Request >>
Reproduce, word for word, the stretch of the records from the line that contains "any dirt trail." through the line that contains "(0, 372), (28, 423)".

[Stored records]
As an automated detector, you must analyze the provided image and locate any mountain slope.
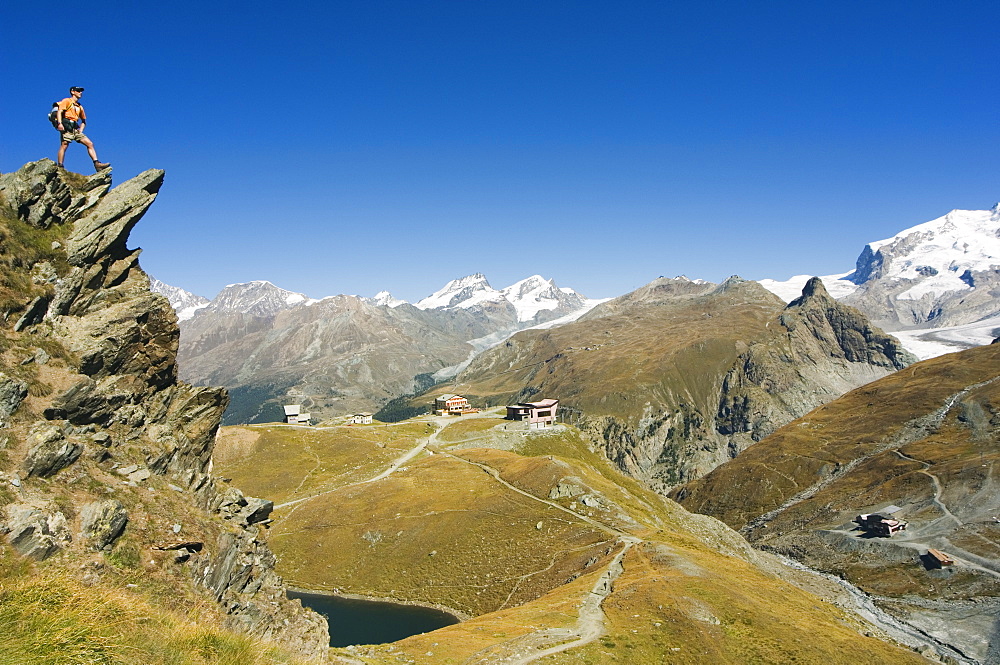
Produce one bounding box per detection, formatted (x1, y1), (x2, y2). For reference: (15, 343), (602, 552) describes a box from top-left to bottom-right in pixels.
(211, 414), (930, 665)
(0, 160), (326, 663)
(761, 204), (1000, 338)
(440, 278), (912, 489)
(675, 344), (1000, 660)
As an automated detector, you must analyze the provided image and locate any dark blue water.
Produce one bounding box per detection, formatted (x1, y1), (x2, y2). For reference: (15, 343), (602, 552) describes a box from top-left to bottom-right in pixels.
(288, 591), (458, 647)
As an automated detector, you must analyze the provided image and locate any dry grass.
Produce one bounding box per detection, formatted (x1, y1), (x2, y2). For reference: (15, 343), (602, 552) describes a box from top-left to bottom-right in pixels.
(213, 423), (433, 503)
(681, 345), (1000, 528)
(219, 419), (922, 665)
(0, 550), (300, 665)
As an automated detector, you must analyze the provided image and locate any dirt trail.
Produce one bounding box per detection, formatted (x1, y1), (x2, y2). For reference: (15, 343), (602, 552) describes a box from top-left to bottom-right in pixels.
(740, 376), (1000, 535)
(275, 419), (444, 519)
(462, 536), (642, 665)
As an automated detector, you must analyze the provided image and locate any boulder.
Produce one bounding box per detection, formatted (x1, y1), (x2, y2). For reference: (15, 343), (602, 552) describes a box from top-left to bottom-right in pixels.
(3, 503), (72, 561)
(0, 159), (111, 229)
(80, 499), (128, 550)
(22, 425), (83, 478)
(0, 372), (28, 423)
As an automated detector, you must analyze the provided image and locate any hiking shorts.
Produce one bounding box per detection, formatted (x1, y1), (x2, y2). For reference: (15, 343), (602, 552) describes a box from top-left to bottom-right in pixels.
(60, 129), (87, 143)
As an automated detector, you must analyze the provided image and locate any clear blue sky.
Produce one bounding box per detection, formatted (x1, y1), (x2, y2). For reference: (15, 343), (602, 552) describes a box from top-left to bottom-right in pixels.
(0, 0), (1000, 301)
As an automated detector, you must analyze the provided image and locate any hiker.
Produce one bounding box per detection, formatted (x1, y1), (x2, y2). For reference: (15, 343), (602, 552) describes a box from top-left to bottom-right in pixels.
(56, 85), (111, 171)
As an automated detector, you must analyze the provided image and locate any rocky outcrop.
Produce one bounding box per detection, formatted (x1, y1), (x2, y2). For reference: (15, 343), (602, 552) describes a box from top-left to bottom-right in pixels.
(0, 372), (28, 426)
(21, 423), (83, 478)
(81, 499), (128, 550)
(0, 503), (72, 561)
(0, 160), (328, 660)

Worked answer >>
As an automated detector, you must analyze the provided image and locate any dirt trail.
Produce one bounding box per detection, formatted (x1, y1), (x2, y2). For reference: (15, 343), (602, 552) describes a box from top-left to bottom-right in pixels.
(740, 376), (1000, 535)
(275, 419), (444, 519)
(462, 536), (642, 665)
As an automated detector, you must analyze the provided image and locate any boulder.
Produce one bounding box per detection, formatted (x1, y1), (x2, y2). For reference: (15, 343), (602, 552) describes a box from top-left to bottom-right in pixels.
(3, 503), (72, 561)
(0, 159), (111, 229)
(80, 499), (128, 550)
(22, 425), (83, 478)
(0, 372), (28, 423)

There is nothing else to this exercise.